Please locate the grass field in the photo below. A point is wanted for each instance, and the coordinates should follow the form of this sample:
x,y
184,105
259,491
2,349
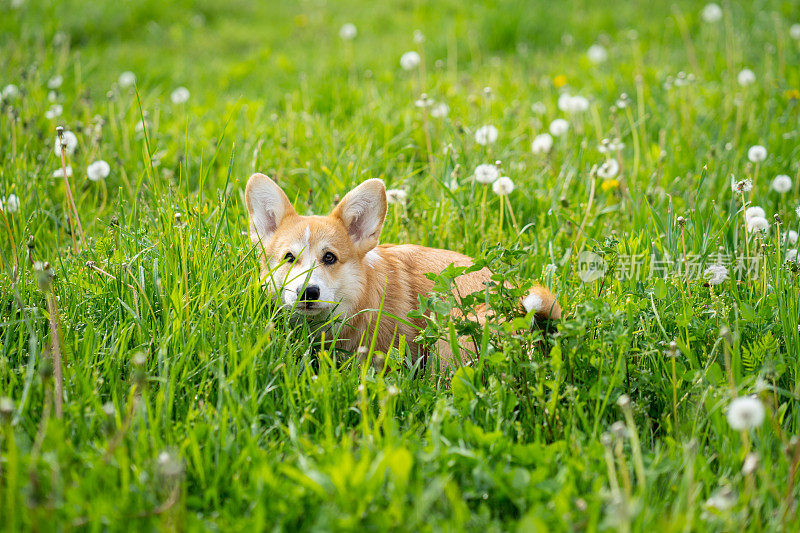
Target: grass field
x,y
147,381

══════

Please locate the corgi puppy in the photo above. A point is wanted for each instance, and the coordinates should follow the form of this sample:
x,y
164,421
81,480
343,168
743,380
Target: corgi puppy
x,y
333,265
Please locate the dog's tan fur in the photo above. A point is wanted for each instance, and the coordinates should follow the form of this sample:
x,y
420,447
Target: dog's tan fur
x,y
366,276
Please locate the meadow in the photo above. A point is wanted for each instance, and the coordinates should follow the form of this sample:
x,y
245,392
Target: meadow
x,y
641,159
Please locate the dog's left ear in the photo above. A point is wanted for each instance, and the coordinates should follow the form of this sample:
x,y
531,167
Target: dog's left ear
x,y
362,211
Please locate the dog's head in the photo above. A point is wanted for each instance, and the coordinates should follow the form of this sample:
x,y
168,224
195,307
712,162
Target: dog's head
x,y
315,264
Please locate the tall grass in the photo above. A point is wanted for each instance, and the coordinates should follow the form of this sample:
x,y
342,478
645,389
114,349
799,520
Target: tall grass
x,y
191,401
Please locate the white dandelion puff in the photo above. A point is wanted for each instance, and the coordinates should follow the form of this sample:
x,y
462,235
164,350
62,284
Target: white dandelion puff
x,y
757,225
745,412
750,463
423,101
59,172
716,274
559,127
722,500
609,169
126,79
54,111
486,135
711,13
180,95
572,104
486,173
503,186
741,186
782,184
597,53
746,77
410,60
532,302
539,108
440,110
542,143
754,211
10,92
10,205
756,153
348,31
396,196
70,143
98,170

══════

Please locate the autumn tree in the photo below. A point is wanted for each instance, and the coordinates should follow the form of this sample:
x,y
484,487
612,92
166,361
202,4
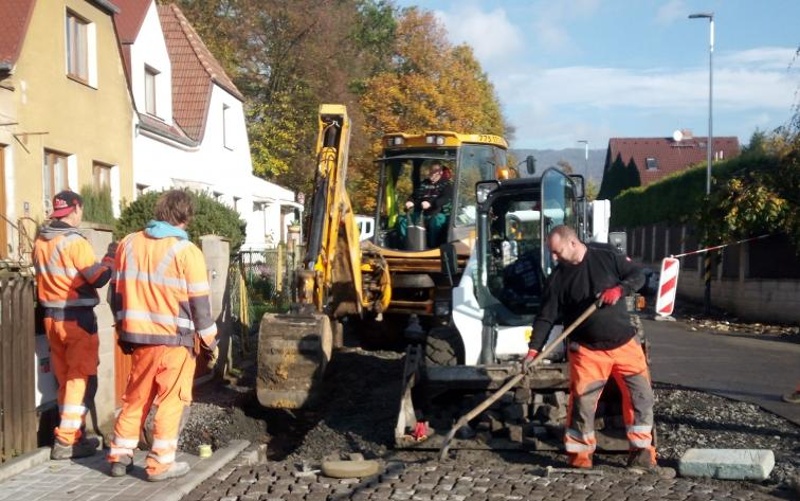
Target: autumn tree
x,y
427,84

══════

§ **Task statement**:
Which lines of the data above contain the word "puff"? Filter them out and copy each one in full.

§ **The response**:
Please locate the white dandelion puff in the photo above. A point is wanted for each instance, and the coordinates should follow the form of this sample:
Target: white dandelion puff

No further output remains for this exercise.